Source document:
Design and optimisation of quantum logic circuits for a three-qubit Deutsch-Jozsa algorithm implemented with optically-controlled, solid-state quantum logic gates

TL;DR

This paper designs and optimizes quantum logic circuits for a three-qubit Deutsch-Jozsa algorithm using optically-controlled solid-state quantum gates, focusing on reducing computation time while avoiding information leakage.

Contribution

It introduces a geometrical analysis of entangling gates and employs genetic programming to optimize circuit design for faster quantum computations.

Findings

Controlled-phase gates yield shorter total computation times.

Two approaches tested: controlled-phase and arbitrary entangling gates.

Optimized circuits improve speed without quantum information leakage.

Task 1:
Copy out the passage of the Deutsch-Jozsa paper summary word for word, starting at "Contribution" and ending at "faster quantum computations.".
Task 2:
Extend the Deutsch-Jozsa paper summary with further text that picks up after its last line.

Region pointing data
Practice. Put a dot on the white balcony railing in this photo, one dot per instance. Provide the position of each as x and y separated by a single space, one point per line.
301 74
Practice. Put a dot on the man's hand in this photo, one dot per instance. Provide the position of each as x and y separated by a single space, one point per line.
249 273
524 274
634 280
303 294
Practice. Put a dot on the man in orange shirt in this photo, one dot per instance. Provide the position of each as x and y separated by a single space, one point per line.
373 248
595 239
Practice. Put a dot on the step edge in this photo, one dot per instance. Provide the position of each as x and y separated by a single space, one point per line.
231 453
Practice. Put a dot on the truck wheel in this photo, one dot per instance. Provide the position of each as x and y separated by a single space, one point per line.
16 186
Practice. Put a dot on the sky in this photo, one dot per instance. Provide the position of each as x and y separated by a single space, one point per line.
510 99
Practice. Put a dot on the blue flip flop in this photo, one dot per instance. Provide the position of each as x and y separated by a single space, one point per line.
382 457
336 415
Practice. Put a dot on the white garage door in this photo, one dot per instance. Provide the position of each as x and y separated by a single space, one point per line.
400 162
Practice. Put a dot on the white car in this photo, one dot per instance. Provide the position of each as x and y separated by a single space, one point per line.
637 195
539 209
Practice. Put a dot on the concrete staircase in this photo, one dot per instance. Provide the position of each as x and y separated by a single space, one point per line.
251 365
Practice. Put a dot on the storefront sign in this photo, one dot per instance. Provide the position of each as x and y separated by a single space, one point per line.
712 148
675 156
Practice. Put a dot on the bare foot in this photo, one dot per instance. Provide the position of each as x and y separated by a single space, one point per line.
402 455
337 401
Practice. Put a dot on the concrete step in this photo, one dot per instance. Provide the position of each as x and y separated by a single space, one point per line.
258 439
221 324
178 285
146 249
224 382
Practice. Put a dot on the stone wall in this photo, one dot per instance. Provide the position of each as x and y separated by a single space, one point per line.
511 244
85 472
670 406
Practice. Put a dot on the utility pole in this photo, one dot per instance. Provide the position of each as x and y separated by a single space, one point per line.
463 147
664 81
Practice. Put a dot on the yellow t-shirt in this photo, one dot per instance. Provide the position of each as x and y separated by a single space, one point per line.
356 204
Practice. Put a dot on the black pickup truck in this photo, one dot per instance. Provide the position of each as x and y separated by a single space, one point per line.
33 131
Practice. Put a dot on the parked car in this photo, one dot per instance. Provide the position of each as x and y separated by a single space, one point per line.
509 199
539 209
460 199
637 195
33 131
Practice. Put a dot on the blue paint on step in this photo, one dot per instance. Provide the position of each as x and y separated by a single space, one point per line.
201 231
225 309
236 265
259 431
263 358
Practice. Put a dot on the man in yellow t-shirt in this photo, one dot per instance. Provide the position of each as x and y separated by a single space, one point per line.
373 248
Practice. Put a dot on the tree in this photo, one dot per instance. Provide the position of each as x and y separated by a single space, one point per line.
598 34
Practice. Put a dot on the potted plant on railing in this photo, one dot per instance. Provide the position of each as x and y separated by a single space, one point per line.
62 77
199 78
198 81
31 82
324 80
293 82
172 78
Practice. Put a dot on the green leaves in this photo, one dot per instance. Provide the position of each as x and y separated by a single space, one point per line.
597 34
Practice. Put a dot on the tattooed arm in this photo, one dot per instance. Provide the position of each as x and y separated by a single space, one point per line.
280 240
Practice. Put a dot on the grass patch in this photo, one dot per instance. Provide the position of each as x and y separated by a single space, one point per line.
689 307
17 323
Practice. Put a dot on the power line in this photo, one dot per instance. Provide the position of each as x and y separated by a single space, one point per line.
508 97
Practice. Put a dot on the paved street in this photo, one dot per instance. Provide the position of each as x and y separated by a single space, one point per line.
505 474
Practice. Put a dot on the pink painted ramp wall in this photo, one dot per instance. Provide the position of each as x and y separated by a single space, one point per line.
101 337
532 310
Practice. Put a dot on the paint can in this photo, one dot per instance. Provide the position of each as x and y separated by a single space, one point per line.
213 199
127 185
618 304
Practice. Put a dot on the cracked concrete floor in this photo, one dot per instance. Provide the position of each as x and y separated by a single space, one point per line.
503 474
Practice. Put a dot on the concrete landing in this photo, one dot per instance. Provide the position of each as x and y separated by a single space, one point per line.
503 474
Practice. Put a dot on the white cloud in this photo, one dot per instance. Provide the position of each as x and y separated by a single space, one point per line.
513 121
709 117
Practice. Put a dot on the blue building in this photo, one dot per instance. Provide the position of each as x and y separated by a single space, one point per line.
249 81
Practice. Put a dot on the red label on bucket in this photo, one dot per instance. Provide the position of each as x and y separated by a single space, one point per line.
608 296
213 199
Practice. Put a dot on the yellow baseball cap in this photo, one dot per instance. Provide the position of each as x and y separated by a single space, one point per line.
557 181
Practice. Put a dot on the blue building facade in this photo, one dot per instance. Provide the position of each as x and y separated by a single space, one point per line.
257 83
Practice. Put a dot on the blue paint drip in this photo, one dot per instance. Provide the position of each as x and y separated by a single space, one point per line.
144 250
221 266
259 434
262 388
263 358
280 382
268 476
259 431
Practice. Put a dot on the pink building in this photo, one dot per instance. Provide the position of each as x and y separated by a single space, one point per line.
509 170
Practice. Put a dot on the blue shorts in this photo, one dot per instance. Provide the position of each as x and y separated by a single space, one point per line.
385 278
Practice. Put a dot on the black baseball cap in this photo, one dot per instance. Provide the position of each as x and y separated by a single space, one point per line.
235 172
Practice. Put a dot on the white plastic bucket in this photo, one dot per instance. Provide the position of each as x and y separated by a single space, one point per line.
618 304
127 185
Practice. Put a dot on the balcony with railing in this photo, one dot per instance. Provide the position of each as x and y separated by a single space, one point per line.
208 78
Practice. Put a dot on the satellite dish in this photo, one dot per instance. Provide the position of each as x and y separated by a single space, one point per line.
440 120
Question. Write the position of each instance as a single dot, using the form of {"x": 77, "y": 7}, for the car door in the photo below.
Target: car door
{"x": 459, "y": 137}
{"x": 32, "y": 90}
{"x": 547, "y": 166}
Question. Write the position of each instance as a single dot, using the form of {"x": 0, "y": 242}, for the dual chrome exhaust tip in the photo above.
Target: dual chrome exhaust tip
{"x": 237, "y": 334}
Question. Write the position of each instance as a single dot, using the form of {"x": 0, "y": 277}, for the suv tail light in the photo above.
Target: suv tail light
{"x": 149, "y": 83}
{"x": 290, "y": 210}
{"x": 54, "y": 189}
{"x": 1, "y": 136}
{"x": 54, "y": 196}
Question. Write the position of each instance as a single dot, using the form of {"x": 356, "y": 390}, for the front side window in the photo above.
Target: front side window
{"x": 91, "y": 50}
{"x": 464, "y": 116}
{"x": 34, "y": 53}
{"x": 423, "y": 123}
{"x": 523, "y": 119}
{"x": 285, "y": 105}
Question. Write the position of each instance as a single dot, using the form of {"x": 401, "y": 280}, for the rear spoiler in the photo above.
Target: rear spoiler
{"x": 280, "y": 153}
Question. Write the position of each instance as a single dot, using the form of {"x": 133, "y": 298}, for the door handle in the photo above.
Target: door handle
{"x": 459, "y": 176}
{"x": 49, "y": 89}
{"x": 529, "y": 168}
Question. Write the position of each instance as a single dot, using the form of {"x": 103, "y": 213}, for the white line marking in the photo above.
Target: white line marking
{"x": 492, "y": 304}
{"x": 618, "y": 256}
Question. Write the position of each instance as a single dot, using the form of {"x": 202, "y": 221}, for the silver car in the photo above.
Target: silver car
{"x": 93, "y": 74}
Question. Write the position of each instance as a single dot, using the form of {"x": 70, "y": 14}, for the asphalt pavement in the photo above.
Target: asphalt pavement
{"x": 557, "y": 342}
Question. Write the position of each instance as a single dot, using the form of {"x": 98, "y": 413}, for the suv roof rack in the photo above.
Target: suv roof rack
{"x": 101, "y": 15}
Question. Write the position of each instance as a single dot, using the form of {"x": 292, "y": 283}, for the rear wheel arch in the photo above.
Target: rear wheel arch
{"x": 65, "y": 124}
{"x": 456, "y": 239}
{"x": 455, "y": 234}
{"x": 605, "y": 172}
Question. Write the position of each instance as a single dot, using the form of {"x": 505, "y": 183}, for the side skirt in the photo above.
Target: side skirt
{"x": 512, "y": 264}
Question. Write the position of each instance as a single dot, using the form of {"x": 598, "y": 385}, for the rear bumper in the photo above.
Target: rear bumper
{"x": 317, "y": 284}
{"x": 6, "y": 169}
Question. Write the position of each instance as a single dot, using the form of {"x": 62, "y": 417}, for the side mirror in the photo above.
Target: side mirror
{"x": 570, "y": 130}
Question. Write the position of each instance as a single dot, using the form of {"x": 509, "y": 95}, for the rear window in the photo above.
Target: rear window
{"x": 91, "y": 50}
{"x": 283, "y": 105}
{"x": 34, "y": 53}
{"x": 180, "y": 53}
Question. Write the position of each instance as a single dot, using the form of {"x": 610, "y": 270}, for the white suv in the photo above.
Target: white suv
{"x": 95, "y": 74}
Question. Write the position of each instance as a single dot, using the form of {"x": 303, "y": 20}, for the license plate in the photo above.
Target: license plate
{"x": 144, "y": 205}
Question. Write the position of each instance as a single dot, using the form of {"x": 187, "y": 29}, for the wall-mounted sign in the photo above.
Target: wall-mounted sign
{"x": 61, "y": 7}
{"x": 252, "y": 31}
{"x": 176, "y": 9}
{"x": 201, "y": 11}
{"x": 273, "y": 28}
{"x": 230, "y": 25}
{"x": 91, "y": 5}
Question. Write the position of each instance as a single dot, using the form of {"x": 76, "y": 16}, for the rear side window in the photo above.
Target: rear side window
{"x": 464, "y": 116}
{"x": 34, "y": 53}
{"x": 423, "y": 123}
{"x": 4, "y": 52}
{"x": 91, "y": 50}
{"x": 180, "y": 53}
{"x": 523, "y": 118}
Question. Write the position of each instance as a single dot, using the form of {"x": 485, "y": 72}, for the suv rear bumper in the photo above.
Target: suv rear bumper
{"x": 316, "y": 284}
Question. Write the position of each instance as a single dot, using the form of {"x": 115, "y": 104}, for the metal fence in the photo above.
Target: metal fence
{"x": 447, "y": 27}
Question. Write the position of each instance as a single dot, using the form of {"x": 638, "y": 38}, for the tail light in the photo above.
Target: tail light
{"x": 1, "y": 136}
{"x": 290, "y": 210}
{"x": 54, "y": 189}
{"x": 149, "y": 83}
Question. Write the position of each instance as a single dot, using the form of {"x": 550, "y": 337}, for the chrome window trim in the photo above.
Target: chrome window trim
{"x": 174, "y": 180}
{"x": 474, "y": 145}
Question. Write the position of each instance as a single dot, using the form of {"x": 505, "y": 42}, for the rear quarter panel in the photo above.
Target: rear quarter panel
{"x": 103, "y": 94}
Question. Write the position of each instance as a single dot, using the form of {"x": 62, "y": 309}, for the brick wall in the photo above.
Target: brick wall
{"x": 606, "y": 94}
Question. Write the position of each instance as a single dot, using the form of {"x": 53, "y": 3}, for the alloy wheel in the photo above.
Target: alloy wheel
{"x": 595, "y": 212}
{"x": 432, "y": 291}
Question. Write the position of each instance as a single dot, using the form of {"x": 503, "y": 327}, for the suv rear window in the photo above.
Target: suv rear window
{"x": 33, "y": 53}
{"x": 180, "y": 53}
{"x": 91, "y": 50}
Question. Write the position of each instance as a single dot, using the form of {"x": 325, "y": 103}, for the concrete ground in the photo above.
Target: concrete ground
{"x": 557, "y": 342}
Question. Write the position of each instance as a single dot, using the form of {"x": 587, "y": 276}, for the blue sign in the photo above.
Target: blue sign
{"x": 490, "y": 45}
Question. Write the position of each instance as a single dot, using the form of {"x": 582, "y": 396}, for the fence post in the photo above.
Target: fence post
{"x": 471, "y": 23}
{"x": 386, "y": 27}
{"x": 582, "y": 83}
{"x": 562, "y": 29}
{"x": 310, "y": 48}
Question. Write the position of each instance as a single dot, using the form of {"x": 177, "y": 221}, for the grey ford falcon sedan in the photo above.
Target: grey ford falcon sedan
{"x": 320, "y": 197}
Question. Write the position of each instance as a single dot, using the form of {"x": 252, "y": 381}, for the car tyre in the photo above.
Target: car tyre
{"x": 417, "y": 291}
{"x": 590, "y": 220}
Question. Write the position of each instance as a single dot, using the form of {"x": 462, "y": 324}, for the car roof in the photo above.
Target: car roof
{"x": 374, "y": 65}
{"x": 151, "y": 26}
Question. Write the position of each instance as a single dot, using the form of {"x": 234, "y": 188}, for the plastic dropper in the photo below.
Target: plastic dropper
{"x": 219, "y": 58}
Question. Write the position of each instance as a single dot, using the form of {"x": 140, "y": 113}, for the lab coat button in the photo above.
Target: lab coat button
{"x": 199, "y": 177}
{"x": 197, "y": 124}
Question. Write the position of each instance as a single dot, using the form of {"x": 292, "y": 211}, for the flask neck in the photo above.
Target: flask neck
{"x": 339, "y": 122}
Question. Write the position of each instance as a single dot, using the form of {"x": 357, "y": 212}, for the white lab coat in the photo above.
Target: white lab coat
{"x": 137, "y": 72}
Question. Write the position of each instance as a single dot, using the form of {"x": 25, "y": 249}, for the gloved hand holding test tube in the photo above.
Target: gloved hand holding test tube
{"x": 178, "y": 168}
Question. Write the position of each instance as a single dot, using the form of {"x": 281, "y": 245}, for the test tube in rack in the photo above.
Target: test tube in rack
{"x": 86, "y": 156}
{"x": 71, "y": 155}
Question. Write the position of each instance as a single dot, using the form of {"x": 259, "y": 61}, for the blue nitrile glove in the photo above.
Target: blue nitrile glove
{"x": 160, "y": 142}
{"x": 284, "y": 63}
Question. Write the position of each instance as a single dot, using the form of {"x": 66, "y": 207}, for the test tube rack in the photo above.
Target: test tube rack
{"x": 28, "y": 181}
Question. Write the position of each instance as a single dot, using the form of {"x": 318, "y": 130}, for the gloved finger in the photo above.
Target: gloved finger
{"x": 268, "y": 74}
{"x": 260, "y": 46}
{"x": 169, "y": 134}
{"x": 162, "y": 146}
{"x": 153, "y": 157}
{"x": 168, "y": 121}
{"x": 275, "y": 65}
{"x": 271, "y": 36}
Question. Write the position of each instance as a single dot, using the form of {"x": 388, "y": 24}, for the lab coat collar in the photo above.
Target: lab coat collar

Answer space 1:
Contribution

It introduces a geometrical analysis of entangling gates and employs genetic programming to optimize circuit design for faster quantum computations.

Answer space 2:
Abstract

We analyse the design and optimisation of quantum logic circuits suitable for the experimental demonstration of a three-qubit quantum computation prototype based on optically-controlled, solid-state quantum logic gates. In these gates, the interaction between two qubits carried by the electron-spin of donors is mediated by the optical excitation of a control particle placed in their proximity. First, we use a geometrical approach for analysing the entangling characteristics of these quantum gates. Then, using a genetic programming algorithm, we develop circuits for the refined Deutsch-Jozsa algorithm investigating different strategies for obtaining short total computational times. We test two separate approaches based on using different sets of entangling gates with the shortest possible gate computation time which, however, does not introduce leakage of quantum information to the control particles. The first set exploits fast approximations of controlled-phase gates as entangling gates, while the other one arbitrary entangling gates with a shorter gate computation time compared to the first set. We have identified circuits with consistently shorter total computation times when using controlled-phase gates.